Objective A ▸ In the book review, what does the word "ait" mean?
Objective B ▸ List every island or island group that the book review names as introduced on the book's double-page spreads.

## START Excerpted passage

Curious kids may enjoy browsing through this cornucopia of island facts.



A compendium of oddly interesting facts about islands, large and small, and their human and animal inhabitants.

Weiss and Hyndman open by defining island and other names associated with this geographical term, like “islet, skerry, or cay—these are names for very small islands” and “ait—a small island, often found in a river or lake.” Subsequent double-page spreads introduce individual islands or island groups like the Galápagos, Cuba, the British Isles, and Sri Lanka. In no particular arrangement, topical spreads are intermixed. Lists of large and small islands, “[y]oungest natural islands,” and a world map showing the locations of the islands mentioned will satisfy reference buffs. The illustrations feature a heavy emphasis on green and blue tones, sometimes muted, and occasionally obscuring the small print of the text, making it difficult to read some descriptions. The layouts are varied and lively, with realistic details of animals and plants, and occasional foldouts add both more space for information and a bit of excitement. The text and the illustrations usually complement each other well, but, unfortunately, on the spread on river islands, the text mentions the Empire State Building (nowhere to be found in the picture) but not the Freedom Tower (which dominates the skyline). People pictured are diverse, but the depictions of “island peoples” tend toward the exoticized.

## END Excerpted passage
## START Stored records

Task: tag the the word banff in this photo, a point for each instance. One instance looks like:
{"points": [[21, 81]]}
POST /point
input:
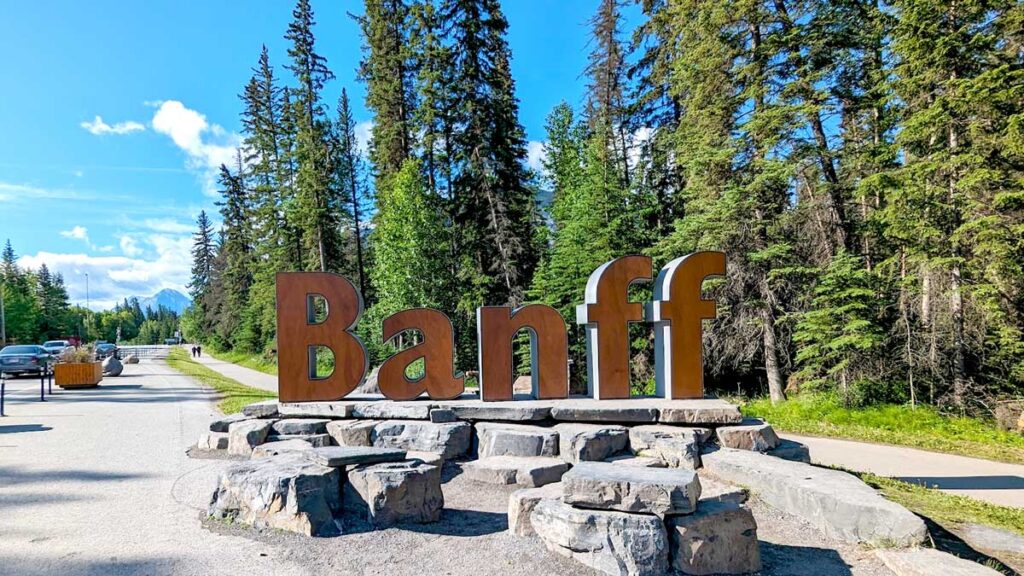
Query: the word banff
{"points": [[676, 314]]}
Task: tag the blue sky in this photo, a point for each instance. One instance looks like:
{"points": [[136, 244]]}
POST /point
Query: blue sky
{"points": [[113, 116]]}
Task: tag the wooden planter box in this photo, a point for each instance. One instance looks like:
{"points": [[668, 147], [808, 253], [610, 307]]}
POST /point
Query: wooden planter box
{"points": [[78, 375]]}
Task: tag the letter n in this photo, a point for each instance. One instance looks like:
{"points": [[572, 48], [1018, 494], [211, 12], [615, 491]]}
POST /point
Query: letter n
{"points": [[677, 314], [299, 334], [496, 328]]}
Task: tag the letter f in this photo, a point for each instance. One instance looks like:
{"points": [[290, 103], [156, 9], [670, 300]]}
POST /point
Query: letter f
{"points": [[677, 313]]}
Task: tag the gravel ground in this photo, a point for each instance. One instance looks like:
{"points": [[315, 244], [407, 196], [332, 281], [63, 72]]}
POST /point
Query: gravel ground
{"points": [[471, 539]]}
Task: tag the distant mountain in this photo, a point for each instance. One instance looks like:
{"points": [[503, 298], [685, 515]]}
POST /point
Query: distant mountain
{"points": [[171, 299]]}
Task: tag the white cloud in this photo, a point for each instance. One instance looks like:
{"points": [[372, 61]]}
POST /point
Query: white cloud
{"points": [[99, 128], [206, 146], [166, 264], [77, 233], [129, 247], [537, 153], [167, 224]]}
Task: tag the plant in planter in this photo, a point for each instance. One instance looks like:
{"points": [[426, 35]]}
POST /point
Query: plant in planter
{"points": [[77, 368]]}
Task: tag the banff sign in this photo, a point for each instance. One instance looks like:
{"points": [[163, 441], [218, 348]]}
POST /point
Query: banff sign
{"points": [[676, 314]]}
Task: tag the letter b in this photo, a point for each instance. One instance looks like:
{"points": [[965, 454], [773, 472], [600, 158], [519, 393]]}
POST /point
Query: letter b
{"points": [[299, 334]]}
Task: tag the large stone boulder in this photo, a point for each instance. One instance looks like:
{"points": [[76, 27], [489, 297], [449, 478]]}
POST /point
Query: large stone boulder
{"points": [[676, 446], [451, 440], [751, 435], [285, 492], [496, 439], [300, 426], [929, 562], [520, 470], [718, 538], [395, 492], [836, 502], [522, 502], [244, 436], [280, 447], [112, 366], [616, 543], [213, 441], [352, 433], [652, 491], [265, 409], [590, 443], [221, 424]]}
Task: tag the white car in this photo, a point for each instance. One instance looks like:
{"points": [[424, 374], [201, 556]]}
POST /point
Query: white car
{"points": [[56, 346]]}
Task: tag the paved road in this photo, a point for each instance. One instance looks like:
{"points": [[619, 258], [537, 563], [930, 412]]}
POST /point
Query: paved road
{"points": [[993, 482], [242, 374], [97, 482]]}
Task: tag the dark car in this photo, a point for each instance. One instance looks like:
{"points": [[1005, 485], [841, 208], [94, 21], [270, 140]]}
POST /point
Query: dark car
{"points": [[105, 350], [24, 359]]}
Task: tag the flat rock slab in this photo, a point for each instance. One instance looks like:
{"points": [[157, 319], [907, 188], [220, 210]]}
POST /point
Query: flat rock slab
{"points": [[352, 433], [929, 562], [391, 493], [525, 471], [718, 491], [450, 440], [637, 461], [222, 424], [314, 440], [265, 409], [519, 411], [837, 503], [300, 425], [718, 538], [791, 450], [652, 491], [386, 409], [522, 502], [244, 436], [213, 441], [501, 439], [677, 446], [268, 449], [286, 492], [336, 456], [698, 412], [751, 435], [616, 543], [589, 410], [315, 409], [590, 443]]}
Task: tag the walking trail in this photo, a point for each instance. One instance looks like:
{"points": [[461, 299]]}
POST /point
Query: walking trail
{"points": [[997, 483]]}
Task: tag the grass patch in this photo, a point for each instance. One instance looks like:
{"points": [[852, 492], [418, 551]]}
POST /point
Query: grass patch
{"points": [[236, 395], [947, 508], [253, 361], [896, 424]]}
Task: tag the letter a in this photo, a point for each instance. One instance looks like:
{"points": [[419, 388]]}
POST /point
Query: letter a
{"points": [[436, 350], [299, 334], [677, 313], [496, 326], [607, 314]]}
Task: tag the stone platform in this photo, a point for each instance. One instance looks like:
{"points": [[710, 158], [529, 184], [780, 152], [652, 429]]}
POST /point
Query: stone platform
{"points": [[523, 409]]}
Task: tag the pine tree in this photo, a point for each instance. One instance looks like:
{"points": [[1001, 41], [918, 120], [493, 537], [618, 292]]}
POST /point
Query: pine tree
{"points": [[316, 209]]}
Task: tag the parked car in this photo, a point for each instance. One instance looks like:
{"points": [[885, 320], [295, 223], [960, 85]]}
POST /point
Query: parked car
{"points": [[104, 350], [24, 359], [54, 347]]}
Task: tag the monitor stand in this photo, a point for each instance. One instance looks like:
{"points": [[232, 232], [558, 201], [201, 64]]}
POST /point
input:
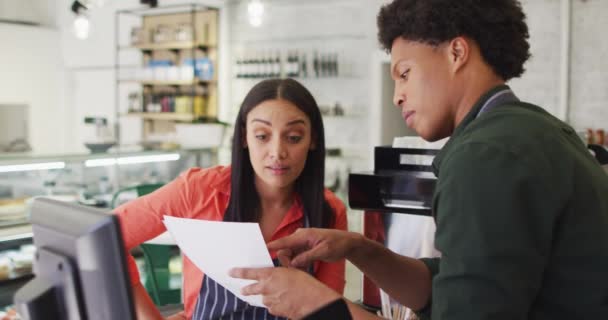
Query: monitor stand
{"points": [[53, 293]]}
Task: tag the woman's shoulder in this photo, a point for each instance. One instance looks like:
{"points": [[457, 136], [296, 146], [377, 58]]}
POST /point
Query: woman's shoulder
{"points": [[212, 176]]}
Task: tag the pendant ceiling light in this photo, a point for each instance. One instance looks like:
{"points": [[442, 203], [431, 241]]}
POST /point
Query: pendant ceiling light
{"points": [[255, 12]]}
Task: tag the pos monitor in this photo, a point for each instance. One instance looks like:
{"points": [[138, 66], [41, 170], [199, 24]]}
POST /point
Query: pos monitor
{"points": [[80, 266]]}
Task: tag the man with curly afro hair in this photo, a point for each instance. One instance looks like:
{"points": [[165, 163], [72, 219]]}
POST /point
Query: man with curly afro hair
{"points": [[520, 204]]}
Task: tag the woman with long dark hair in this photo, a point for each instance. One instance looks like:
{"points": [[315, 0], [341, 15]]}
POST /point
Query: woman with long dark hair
{"points": [[275, 179]]}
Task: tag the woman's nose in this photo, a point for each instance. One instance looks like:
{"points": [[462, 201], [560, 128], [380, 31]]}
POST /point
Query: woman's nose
{"points": [[278, 149]]}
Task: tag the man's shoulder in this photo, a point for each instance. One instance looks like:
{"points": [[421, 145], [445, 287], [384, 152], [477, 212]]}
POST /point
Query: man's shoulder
{"points": [[522, 132]]}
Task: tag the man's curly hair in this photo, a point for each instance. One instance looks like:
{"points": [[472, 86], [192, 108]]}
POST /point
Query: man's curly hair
{"points": [[497, 26]]}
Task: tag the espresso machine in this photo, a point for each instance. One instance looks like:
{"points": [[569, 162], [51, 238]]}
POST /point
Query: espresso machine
{"points": [[396, 199]]}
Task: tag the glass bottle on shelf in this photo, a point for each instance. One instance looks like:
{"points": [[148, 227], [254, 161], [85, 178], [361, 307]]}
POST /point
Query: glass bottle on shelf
{"points": [[304, 66]]}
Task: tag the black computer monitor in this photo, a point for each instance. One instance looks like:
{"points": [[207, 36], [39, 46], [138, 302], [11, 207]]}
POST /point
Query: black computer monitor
{"points": [[80, 265]]}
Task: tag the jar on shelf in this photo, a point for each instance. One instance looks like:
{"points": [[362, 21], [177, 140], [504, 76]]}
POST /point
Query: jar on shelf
{"points": [[162, 33], [137, 36], [183, 32]]}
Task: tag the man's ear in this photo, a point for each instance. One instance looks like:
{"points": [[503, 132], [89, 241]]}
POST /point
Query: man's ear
{"points": [[459, 52]]}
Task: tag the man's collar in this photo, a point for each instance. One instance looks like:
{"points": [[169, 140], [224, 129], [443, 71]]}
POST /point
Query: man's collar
{"points": [[471, 115]]}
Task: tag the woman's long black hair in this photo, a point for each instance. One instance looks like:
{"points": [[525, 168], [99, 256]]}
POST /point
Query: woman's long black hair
{"points": [[244, 204]]}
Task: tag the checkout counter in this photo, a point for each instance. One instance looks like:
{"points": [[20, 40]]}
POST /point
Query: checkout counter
{"points": [[84, 178]]}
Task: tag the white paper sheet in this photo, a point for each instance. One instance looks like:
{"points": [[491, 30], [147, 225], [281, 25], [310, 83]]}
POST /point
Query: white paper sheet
{"points": [[215, 247]]}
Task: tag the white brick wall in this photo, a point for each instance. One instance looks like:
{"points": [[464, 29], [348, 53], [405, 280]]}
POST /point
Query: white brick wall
{"points": [[589, 93]]}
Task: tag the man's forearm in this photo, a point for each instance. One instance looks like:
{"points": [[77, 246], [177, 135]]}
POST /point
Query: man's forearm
{"points": [[405, 279]]}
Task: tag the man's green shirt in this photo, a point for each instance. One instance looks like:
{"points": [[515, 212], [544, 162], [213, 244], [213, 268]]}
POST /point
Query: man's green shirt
{"points": [[521, 208]]}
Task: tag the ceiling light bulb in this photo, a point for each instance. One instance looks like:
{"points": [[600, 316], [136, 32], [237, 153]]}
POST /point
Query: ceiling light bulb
{"points": [[255, 11]]}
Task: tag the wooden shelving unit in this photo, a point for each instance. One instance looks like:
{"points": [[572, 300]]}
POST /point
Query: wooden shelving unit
{"points": [[162, 116], [159, 108]]}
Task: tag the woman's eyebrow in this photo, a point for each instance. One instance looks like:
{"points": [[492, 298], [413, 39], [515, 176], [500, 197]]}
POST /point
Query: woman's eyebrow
{"points": [[298, 121], [262, 121]]}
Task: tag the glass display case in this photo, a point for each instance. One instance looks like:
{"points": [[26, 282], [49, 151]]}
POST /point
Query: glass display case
{"points": [[89, 179]]}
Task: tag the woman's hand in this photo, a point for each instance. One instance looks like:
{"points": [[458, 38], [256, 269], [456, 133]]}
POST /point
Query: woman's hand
{"points": [[287, 292], [309, 244]]}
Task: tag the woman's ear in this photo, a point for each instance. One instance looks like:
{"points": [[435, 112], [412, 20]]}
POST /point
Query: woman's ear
{"points": [[244, 137]]}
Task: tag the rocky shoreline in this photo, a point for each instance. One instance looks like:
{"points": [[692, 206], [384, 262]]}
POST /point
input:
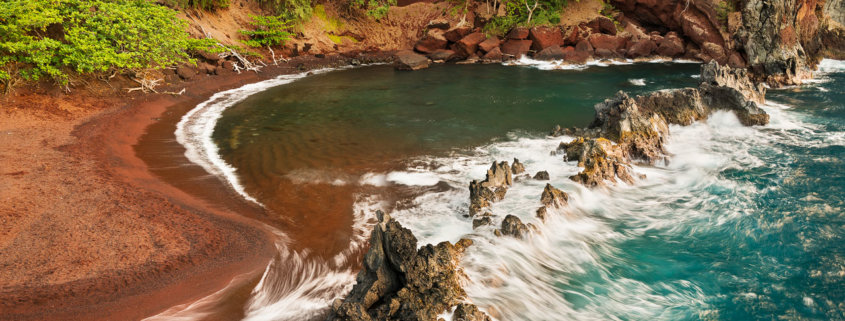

## END Stored records

Full output A ▸ A small island, often found in a river or lake.

Full output B ▸ The Galápagos, Cuba, the British Isles, and Sri Lanka.